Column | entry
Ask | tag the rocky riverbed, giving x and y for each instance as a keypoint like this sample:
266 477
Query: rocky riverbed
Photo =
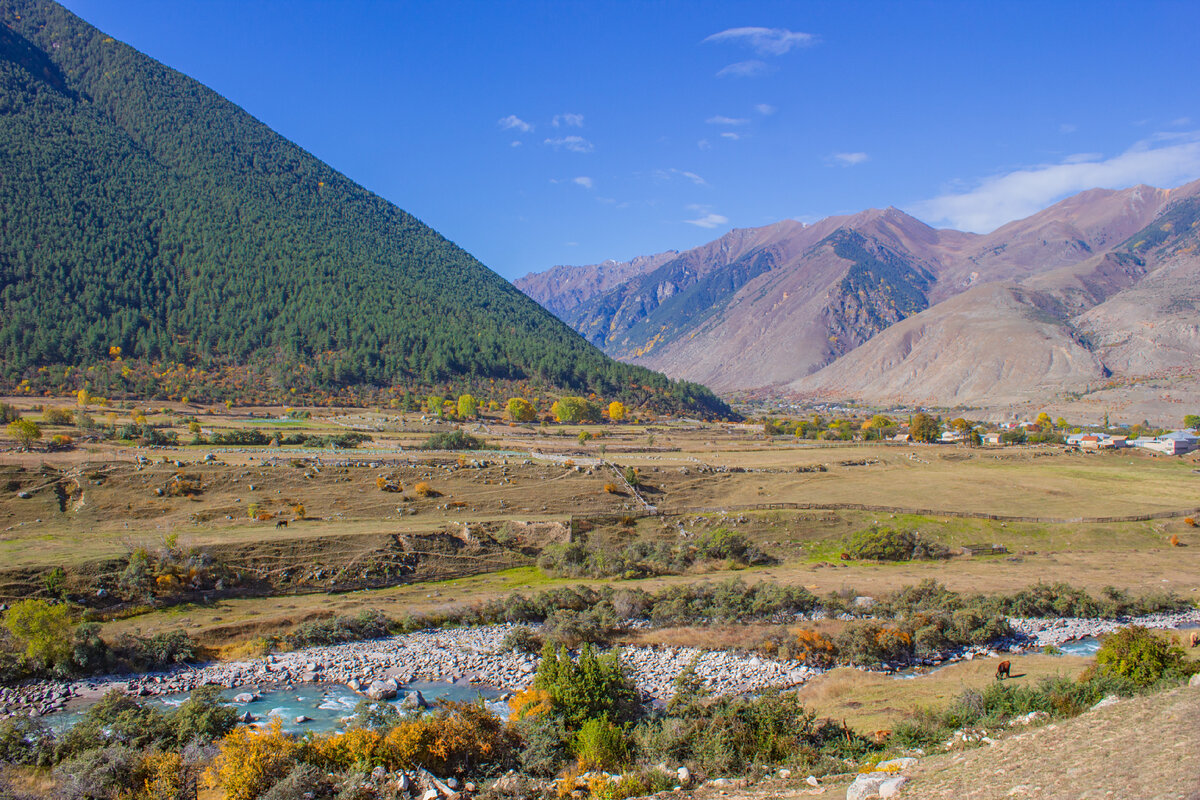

=-=-=-=-=

Count the lines in the rows above that contain the string "riverbed", treating uppercase and lowercase as different. Reply with only the number.

2